(Coordinate annotation records)
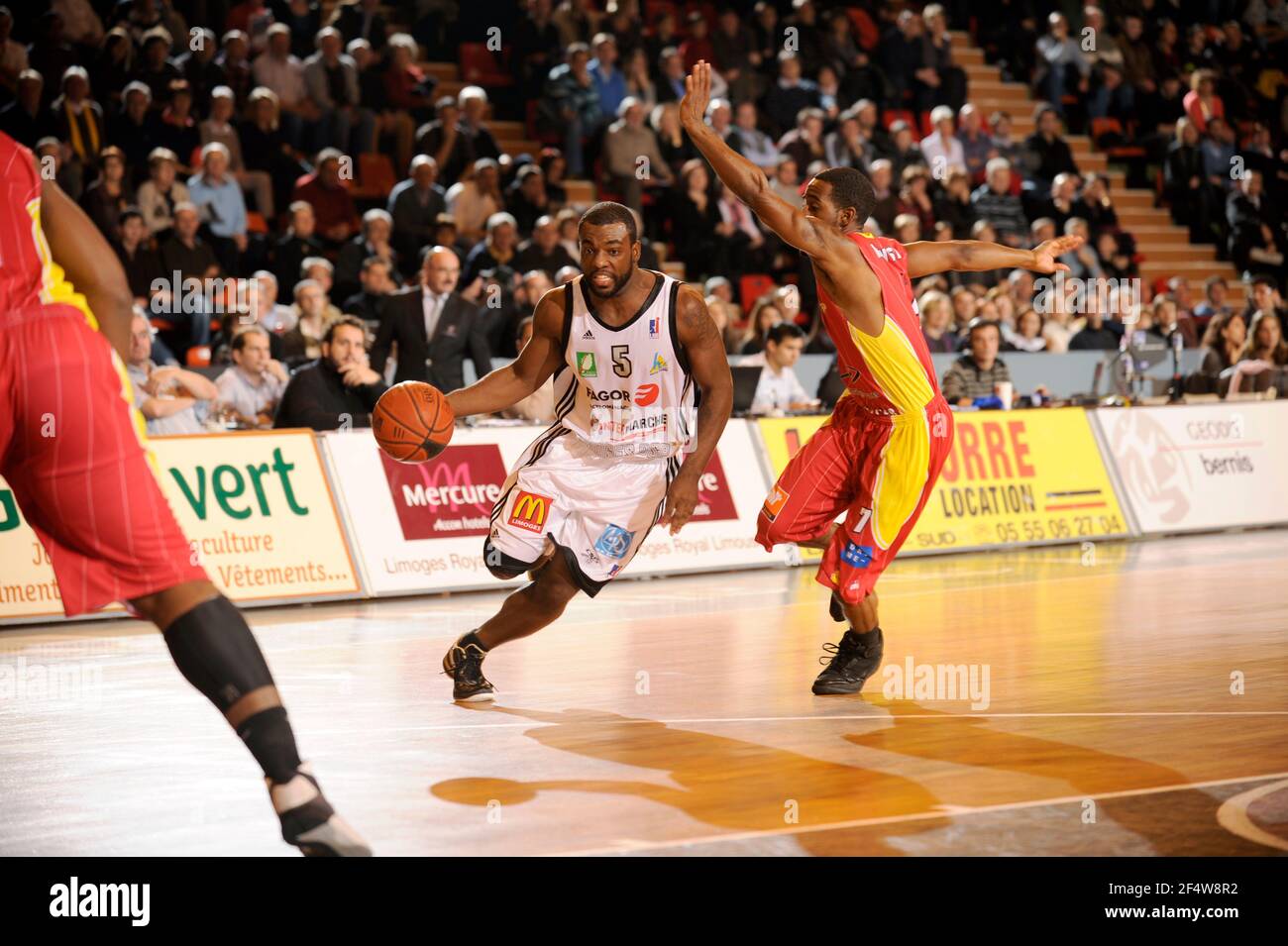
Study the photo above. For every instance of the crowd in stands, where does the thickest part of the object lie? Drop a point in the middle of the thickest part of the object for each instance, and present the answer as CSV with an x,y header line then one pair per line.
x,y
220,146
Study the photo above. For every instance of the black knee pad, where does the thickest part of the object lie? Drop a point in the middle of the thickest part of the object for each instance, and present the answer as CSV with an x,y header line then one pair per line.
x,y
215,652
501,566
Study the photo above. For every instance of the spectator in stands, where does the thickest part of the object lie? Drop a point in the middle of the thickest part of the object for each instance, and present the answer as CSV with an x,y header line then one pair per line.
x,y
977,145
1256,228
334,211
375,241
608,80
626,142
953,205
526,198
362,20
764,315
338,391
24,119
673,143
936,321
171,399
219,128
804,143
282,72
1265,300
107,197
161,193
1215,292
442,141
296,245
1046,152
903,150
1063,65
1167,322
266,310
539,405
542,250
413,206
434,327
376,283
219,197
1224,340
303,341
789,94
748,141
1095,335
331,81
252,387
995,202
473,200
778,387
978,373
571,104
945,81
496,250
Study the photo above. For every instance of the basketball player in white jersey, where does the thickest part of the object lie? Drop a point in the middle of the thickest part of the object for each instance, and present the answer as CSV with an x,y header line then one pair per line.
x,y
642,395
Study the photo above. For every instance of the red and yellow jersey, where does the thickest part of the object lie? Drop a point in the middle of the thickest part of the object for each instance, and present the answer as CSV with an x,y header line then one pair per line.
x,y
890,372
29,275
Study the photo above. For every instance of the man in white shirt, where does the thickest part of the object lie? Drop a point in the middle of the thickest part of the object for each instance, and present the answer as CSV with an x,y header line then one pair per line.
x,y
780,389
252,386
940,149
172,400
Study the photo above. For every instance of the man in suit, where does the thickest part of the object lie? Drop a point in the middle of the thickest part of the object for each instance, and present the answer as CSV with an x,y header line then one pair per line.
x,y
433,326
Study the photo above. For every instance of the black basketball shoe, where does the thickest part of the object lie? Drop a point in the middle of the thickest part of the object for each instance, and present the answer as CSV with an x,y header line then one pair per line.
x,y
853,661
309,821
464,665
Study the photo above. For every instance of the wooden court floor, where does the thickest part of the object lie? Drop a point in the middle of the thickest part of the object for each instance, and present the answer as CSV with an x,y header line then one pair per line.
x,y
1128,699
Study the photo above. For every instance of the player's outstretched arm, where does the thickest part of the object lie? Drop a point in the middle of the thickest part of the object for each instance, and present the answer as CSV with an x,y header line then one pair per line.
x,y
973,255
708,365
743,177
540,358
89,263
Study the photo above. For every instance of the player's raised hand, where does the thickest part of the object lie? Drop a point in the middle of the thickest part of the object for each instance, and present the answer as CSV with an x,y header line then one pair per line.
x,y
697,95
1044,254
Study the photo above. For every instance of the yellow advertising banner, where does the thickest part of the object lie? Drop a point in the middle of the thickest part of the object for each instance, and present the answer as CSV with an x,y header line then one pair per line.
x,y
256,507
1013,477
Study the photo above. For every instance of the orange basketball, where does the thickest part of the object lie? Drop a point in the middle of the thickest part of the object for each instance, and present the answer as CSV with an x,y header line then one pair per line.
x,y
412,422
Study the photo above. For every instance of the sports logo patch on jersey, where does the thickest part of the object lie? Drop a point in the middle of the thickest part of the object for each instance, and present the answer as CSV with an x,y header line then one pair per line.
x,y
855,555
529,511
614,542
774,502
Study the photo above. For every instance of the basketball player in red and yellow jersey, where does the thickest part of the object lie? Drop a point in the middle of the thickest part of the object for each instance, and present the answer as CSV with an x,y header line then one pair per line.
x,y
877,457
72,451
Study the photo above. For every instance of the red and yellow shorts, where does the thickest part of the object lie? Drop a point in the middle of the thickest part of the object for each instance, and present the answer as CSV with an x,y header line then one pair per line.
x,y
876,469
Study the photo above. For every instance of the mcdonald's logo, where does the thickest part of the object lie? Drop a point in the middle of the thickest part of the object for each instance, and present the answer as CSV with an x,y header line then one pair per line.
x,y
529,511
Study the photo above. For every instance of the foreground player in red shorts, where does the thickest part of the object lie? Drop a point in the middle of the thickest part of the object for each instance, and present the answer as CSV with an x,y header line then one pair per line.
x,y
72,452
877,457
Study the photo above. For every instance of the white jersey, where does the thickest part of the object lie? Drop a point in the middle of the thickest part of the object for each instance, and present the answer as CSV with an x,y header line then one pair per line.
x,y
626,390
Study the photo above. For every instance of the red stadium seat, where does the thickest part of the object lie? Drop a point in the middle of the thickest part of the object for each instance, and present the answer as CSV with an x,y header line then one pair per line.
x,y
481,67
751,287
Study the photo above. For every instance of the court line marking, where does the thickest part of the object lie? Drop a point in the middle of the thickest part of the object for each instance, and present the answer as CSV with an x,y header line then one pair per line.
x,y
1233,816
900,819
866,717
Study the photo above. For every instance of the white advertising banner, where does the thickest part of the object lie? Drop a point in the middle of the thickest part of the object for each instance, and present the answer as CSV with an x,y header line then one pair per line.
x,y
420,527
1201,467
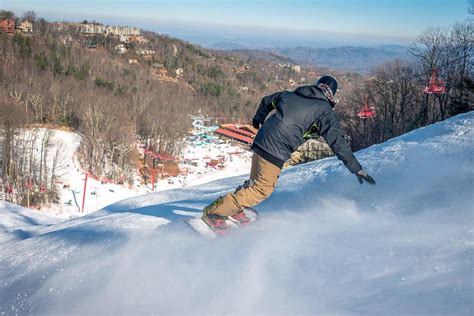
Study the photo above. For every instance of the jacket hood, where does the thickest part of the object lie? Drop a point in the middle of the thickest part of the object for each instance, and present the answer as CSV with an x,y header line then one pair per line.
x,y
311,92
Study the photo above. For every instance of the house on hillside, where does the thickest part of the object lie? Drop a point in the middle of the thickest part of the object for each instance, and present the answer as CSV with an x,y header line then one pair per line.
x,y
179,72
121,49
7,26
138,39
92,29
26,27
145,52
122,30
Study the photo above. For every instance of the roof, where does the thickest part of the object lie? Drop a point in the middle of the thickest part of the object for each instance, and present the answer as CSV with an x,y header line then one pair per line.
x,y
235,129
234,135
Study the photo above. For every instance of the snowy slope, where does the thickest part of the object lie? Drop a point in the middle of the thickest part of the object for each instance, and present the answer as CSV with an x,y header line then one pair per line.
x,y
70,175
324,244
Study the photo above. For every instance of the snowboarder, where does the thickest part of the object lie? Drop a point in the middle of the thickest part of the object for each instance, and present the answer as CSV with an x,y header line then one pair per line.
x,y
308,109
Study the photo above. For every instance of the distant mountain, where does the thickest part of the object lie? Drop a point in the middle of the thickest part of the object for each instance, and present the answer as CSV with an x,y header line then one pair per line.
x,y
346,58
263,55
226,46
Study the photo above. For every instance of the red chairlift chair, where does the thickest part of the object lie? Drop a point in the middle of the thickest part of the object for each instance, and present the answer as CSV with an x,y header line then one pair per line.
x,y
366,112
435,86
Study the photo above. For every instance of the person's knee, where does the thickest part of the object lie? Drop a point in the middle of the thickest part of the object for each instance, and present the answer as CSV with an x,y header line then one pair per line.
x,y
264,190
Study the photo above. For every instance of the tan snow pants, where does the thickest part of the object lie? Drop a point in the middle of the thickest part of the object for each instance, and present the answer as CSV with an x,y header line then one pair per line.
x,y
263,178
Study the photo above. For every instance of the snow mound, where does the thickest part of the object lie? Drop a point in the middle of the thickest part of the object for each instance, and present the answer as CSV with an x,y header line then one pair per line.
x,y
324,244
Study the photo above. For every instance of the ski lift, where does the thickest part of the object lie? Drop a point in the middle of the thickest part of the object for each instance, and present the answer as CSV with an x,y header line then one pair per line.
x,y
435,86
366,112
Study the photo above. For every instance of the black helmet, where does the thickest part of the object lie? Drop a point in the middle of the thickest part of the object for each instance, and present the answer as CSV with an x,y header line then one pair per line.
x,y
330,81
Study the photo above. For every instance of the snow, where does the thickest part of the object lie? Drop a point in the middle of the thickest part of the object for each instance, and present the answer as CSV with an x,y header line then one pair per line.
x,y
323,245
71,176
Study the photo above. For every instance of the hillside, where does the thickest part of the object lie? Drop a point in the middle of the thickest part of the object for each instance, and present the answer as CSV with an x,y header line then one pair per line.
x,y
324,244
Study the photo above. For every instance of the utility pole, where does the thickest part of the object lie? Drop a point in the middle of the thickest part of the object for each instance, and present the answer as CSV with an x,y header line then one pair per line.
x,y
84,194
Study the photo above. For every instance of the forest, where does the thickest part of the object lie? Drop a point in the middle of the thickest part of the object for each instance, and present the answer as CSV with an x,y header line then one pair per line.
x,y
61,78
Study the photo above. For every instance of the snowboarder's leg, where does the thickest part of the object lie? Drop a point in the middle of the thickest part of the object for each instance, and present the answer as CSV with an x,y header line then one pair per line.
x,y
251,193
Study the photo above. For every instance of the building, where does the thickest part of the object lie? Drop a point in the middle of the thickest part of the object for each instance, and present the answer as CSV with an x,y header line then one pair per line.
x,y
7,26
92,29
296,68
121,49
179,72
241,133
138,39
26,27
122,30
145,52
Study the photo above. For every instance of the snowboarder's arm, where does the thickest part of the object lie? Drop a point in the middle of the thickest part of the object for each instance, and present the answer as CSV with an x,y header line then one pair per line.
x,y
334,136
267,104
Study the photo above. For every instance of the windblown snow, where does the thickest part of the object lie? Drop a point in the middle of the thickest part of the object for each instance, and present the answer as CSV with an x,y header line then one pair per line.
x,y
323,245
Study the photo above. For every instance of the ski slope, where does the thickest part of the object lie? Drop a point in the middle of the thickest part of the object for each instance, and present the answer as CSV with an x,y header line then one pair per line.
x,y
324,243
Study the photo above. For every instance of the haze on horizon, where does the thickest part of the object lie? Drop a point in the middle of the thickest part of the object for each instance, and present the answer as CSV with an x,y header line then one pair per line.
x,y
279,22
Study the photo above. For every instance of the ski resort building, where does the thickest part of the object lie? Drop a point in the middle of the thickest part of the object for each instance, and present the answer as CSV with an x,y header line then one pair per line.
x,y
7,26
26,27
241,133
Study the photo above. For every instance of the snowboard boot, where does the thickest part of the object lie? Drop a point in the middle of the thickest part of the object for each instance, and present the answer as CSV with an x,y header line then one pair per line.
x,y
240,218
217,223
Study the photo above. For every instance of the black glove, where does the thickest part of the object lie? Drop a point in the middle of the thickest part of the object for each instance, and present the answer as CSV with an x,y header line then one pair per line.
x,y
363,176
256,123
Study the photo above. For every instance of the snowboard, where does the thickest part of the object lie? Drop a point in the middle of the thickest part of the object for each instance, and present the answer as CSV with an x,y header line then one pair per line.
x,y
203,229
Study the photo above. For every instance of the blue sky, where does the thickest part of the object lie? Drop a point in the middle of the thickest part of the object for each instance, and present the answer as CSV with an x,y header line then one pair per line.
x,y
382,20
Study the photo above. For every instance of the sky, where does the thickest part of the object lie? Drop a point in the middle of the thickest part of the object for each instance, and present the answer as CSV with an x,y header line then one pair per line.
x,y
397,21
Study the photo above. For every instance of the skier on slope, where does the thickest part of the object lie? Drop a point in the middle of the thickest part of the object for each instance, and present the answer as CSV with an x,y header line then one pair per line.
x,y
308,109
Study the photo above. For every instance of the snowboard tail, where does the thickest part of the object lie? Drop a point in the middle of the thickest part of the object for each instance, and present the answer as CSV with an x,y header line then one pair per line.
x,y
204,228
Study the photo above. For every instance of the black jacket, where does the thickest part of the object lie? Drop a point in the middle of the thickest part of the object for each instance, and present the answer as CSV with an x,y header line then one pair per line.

** GIVEN INSTRUCTION **
Reproduce nothing but the lines from the line containing "Study the photo above. For every instance of the blue" to the last line of the data, each exactly as written.

** RESULT OF THIS TASK **
Study the photo above. For every instance of the blue sky, where does the thickest part of the object lie? Drop a point in the middle of the thickest part of the object for each instance, and present the answer as CSV with an x,y header line then one pair per line.
x,y
382,20
Study the photo above. For every instance of the sky, where does the thickest part of the object lie? Drop a point in the middle of the thickest part of the object for each instance, and present the answer as CSV with an x,y header line then one pair per line.
x,y
397,21
Study the photo above. For every instance of the skier on slope, where does the thickest part of the object lie? Drop a point in the middle of the thickest part of the object for each instance, and present the answer as CSV with an x,y header line then one pair per line.
x,y
308,109
Study the photo above. For every instance of the snowboard tail, where does the thickest part of the object lie? Drop a point in the middle of the thickest part of the object for each instance, and present the answer as CSV with an x,y header line then one pair per line.
x,y
204,228
Study the photo above. For every instance of the black jacket, where does the thickest part of the object lie? Drop a point in the middle of the thickest part of the object for each instance, and present the answer as CSV with an x,y header line then one pair per line.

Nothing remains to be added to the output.